Selected extract
= = = =
# INFO



## africancichlidau (Sep 1, 2004)

Just thought you Froggy people should know this is going on, the ad is from Australian Pet Link:


Posted by groov (SA) on 1-Sep-04 11:13 AM AEST 
To reply to this advertisement email [email protected]

hi the ad below this is wrong the web site is 
www.frogs-for-sale.com 

here's a web page for all sorts of frogs that will be for sale around NOV --- DEC 04 the white lips could be even earlier www.frogs.for.sale.com can ship them where permited $20 postage and packing and sent to your front door express mail! alive guarantee


----------



## instar (Sep 1, 2004)

Thanks Afro.


----------



## rodentrancher (Sep 1, 2004)

He must have the right way of breeding them, if he's got em ready to go in November?


----------



## rodentrancher (Sep 1, 2004)

He must have the right way of breeding them, if he's got em ready to go in November?


----------



## africancichlidau (Sep 2, 2004)

Just a shame he doesn't have the right way of transporting them eh?


----------



## rodentrancher (Sep 2, 2004)

Yeah Afro Express mail sounds a bit iffy to me!


----------



## Fuscus (Sep 2, 2004)

URS has a large number of white-lipped in at the moment. But be quick, they are not going to remain unsold for long.


----------



## Nome (Sep 2, 2004)

Frogs wouldn't survive in the post, would they? Those delivery vans get left in the sun, etc. :?


----------



## instar (Sep 2, 2004)

Very bad biz idea, I wasnt really paying much attention to that, lol. its right up there with the "Mr Asparagus" van on the list of failed ventures. :lol:


----------



## africancichlidau (Sep 2, 2004)

NO animal should ever be exposed to the rigours of travel via Australia Post!! Except perhaps feeder insects


----------



## Guest (Sep 2, 2004)

There is a great frog and turtle forum on www.aussiereptiles.com


----------



## soulweaver (Sep 2, 2004)

yeah there is baritji i've seen that too


----------



## rodentrancher (Sep 2, 2004)

Hey Afro, maybe the Australia Post Express Post thingo only works here in S.A??? LOL!


----------
= = = =
Entries provided
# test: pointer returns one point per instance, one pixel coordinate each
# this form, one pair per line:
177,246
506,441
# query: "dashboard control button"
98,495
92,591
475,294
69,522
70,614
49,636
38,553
= = = =
Aim 1
In the frog thread, how much does the advertiser charge for postage and packing?
Aim 2
Could you duplicate every row in Block 1 line for line, with no changes?
The frog thread has no connection to the rows in Block 1.

Answer 1
$20

Answer 2
# test: pointer returns one point per instance, one pixel coordinate each
# this form, one pair per line:
177,246
506,441
# query: "dashboard control button"
98,495
92,591
475,294
69,522
70,614
49,636
38,553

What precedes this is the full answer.